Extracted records
┏━━
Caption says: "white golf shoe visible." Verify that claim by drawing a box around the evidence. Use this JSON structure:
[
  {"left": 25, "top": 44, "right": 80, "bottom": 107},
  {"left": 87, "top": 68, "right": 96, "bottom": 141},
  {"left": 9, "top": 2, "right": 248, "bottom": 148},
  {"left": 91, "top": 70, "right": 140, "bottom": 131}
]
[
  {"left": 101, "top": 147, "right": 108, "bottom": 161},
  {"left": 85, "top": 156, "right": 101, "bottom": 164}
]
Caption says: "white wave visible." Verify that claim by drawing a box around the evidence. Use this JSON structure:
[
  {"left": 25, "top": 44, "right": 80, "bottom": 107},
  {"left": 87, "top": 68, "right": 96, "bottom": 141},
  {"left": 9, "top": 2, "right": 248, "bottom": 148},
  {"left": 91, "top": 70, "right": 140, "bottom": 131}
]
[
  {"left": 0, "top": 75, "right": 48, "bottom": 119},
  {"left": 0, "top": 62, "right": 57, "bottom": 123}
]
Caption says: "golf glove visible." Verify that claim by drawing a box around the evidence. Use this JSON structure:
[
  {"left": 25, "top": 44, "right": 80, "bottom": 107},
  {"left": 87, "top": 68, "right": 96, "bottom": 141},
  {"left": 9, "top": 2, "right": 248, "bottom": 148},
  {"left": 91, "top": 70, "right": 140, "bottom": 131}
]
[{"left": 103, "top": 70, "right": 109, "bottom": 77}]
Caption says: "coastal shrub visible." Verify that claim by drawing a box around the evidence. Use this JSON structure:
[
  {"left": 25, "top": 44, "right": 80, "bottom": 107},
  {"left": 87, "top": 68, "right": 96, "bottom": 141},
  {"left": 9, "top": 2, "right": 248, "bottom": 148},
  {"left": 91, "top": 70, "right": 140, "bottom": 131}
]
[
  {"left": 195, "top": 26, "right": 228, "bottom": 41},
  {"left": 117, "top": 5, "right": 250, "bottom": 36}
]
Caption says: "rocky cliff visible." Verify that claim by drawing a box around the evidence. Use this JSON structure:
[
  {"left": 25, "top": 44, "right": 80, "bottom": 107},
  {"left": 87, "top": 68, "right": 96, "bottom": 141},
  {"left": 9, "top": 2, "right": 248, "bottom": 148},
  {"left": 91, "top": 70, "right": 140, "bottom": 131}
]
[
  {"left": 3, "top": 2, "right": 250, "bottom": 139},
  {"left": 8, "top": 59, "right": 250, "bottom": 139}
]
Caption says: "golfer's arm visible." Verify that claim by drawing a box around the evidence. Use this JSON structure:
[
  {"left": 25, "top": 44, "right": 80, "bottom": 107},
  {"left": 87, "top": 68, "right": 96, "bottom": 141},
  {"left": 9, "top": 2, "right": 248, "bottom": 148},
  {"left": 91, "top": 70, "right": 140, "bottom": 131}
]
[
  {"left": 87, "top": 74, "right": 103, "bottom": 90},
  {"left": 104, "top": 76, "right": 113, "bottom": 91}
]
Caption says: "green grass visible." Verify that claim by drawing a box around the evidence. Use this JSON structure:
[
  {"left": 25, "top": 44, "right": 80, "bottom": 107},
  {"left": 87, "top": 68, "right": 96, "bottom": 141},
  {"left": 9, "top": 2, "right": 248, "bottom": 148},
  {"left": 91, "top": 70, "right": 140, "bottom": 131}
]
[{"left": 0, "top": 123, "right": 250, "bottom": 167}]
┗━━
Find every line in the records above that contains the string "visible", matching case exactly, and copy each of those lines.

Caption says: "white golf shoe visible." Verify that claim by drawing a box around the evidence. Use this JSON structure:
Caption says: "white wave visible." Verify that claim by drawing a box around the evidence. Use this JSON structure:
Caption says: "golf glove visible." Verify that claim by drawing a box around the evidence. Use this JSON structure:
Caption says: "coastal shrub visible." Verify that claim by drawing a box around the evidence. Use this JSON structure:
Caption says: "rocky cliff visible." Verify that claim by drawing a box around the evidence. Use this JSON structure:
Caption says: "golfer's arm visible." Verify that claim by drawing a box around the evidence. Use this JSON structure:
Caption says: "green grass visible." Verify that claim by drawing a box around the evidence. Use this JSON structure:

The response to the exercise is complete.